The data follows this line. Copy verbatim the line with "Would you mind marking the white wall" and each line after it to the end.
━━━━━━
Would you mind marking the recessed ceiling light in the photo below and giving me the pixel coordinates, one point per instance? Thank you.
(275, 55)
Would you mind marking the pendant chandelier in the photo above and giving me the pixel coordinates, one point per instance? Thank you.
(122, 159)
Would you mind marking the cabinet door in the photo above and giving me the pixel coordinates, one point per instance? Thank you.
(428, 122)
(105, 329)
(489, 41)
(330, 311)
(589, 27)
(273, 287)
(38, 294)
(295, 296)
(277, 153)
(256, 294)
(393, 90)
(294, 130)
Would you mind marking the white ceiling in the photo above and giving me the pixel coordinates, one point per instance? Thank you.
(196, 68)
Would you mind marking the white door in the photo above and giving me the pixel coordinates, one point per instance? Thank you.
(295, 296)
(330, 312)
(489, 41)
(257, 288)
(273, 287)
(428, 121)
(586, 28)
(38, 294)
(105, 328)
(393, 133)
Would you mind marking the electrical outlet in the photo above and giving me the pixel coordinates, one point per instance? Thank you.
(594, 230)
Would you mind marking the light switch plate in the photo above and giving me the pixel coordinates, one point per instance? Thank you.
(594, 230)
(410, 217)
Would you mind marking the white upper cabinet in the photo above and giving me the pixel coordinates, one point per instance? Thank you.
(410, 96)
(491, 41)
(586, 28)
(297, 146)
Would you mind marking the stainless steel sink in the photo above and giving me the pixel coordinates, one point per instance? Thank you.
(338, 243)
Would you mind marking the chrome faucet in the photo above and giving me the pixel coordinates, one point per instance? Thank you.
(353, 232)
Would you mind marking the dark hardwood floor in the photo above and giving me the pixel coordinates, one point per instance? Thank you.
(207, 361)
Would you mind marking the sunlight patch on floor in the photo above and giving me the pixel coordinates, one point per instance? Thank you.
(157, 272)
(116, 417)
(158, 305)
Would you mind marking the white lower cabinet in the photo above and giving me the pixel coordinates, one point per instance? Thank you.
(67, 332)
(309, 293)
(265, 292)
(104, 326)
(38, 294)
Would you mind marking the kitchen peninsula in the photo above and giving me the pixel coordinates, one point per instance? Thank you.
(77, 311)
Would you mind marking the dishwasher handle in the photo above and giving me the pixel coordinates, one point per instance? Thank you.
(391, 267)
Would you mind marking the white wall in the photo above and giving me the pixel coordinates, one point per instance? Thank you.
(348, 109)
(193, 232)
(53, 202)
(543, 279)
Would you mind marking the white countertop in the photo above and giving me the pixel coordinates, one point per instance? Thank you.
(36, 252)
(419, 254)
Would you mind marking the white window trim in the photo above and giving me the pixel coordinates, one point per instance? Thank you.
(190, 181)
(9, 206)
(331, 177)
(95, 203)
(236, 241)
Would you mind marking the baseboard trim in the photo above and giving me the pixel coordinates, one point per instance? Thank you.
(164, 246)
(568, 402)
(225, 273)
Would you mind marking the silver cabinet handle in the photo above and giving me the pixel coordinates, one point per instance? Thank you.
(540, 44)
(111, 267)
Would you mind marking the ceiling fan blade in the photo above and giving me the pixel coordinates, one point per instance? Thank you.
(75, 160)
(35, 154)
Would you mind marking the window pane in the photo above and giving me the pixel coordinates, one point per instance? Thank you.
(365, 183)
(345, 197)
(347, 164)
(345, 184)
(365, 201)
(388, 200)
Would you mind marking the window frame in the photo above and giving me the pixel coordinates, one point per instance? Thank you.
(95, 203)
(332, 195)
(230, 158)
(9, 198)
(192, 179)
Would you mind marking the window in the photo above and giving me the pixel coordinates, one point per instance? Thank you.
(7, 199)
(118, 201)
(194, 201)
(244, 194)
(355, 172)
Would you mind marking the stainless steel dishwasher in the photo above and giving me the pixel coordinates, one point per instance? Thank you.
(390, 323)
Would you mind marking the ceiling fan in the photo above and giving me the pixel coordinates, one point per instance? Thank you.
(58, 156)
━━━━━━
*REPLY TO THE TASK*
Would you mind marking the white wall in the photo above and giving me the pixel coordinates, one point per instance? Thank you.
(348, 109)
(193, 232)
(53, 202)
(543, 279)
Would you mind marking the white countertop in the photo above and giving me the pixel coordinates, one point per instance? Thank you.
(36, 252)
(419, 254)
Would you mind marking the white window trim in the photo above and giving me the pixel coordinates, one point per instance? Thank you.
(190, 181)
(9, 206)
(331, 177)
(95, 203)
(236, 241)
Would you mind marking the baseboard trim in the photo above and giving me the pixel coordinates, one point per instance? Thank you.
(164, 246)
(568, 402)
(225, 273)
Would you mind marking the silver cabinet handle in the photo above and giving me the pixel coordinates, one point per instance? Thank you.
(540, 44)
(111, 267)
Would you mind marking the ceiling fan blade in the photo above and giving me the pixel coordinates, one point per instance? Thank you.
(75, 160)
(35, 154)
Would you mind marking the window pane in the photo above and giving me the pixel coordinates, one point per instance? Thank you.
(365, 183)
(345, 197)
(347, 164)
(345, 184)
(365, 201)
(388, 200)
Would you mind marking the window frame in the photo above and giving me the pixel coordinates, one point per instance? Thank you.
(95, 203)
(332, 195)
(230, 158)
(9, 198)
(192, 179)
Would you mind marking the window in the photo above and giving me the pixel coordinates, one point per instance? Thank you.
(7, 199)
(118, 201)
(194, 201)
(244, 194)
(355, 172)
Would you mind marking the stainless steel dishwasher in the photo above and giving me the pixel coordinates, one point per instance? Thank you.
(390, 323)
Would you mind marking the ceiling fan in the photo above and giving me the pixel coordinates, one point per instance? Thank you.
(58, 156)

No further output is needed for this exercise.